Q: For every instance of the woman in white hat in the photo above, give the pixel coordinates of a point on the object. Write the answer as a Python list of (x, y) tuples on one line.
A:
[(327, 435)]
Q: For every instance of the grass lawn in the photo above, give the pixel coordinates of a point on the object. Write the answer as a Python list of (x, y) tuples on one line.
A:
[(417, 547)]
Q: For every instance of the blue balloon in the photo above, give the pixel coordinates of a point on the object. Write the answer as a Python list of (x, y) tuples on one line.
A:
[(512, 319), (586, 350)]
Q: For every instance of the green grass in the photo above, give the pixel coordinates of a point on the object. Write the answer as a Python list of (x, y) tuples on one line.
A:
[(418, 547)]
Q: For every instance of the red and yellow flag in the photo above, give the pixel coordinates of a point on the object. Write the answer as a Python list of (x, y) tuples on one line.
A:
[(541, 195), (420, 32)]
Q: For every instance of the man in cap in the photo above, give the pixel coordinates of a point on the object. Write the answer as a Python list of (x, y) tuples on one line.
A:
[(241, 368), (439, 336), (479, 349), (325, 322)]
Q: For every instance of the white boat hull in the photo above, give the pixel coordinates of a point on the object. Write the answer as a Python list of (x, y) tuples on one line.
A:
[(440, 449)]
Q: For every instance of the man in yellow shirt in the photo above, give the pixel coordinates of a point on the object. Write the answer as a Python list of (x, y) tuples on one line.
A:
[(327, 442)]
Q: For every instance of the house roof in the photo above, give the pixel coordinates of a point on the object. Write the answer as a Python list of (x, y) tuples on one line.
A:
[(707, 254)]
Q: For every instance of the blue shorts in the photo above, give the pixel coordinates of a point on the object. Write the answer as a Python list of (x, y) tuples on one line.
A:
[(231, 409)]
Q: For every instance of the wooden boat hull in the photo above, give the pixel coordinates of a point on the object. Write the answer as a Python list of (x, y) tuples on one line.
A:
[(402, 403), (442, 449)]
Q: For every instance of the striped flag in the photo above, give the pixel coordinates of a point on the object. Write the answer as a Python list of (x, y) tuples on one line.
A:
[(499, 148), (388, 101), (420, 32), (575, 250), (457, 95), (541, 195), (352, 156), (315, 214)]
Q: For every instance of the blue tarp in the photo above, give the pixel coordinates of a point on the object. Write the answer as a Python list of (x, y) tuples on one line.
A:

**To do**
The data given above must be transcribed exactly and completely.

**Problem solution**
Q: For every instance of the woman in white hat in the photo above, give the pixel coordinates of a point on the object. Write the answer as a Python list of (x, y) tuples on one line.
A:
[(327, 435)]
Q: For every instance of the grass lawn in the photo above, give the pixel coordinates of a point on the object. Write the answer as a Python list of (x, y) tuples on one line.
A:
[(417, 547)]
Q: For every instance of the blue balloon in the photo above, give the pixel coordinates of a point on the object. Write the answer as a Python list of (x, y) tuples on one line.
A:
[(512, 319), (586, 350)]
Q: For every instance of the green grass in the photo above, give the pixel coordinates of a point on the object. Write the answer as a Python list of (x, y) tuples on one line.
A:
[(418, 547)]
Q: For every instance of the red and yellow flag in the photo above, give the pixel coordinates of a point on the object. Write the answer as a Python list of (x, y) tuples on one line.
A:
[(541, 195), (420, 32)]
Q: For every instance of the man in cap in the photo above, give the pixel coordinates of a point on the object. Write the answer as a Python list of (x, y) tuples on one line.
A:
[(241, 368), (439, 336), (479, 349), (325, 322)]
Q: For every instance of the white boat hull in the photo above, give the pixel coordinates of a point on the object. Write the answer as a Python list of (x, y) tuples on one line.
A:
[(440, 449)]
Q: For every instance of the man in yellow shirt in the photo above, give the pixel coordinates of a point on the object. Write the answer as a Python list of (x, y) tuples on one line.
A:
[(327, 442)]
Q: For every instance of the house roof in the photo above, give the pixel coordinates of a point on the object. Write the answer as a Python list of (x, y) tuples on one line.
A:
[(707, 254)]
Q: For every instance of the blue shorts in the photo above, give the pixel coordinates of a point on the object. Write the answer as a Python list of (x, y) tuples on one line.
A:
[(231, 409)]
Q: For every instance of the wooden boat hull in the photo above, give the pixel coordinates of a point on the object. Write the answer as a Python list of (x, y) tuples on one line.
A:
[(402, 403), (442, 449)]
Q: For every instance of the striped flag in the photo above, give the pixel coordinates of a point on the object. Write the answer as a Python list of (x, y) tuples on one line.
A:
[(499, 148), (388, 101), (420, 32), (575, 250), (457, 95), (541, 195), (352, 156), (315, 214)]
Q: For every instance of the blue tarp in the photo above, give the pixel coordinates of a point on the object. Write the answer as a Python list of (x, y) tuples on one line.
A:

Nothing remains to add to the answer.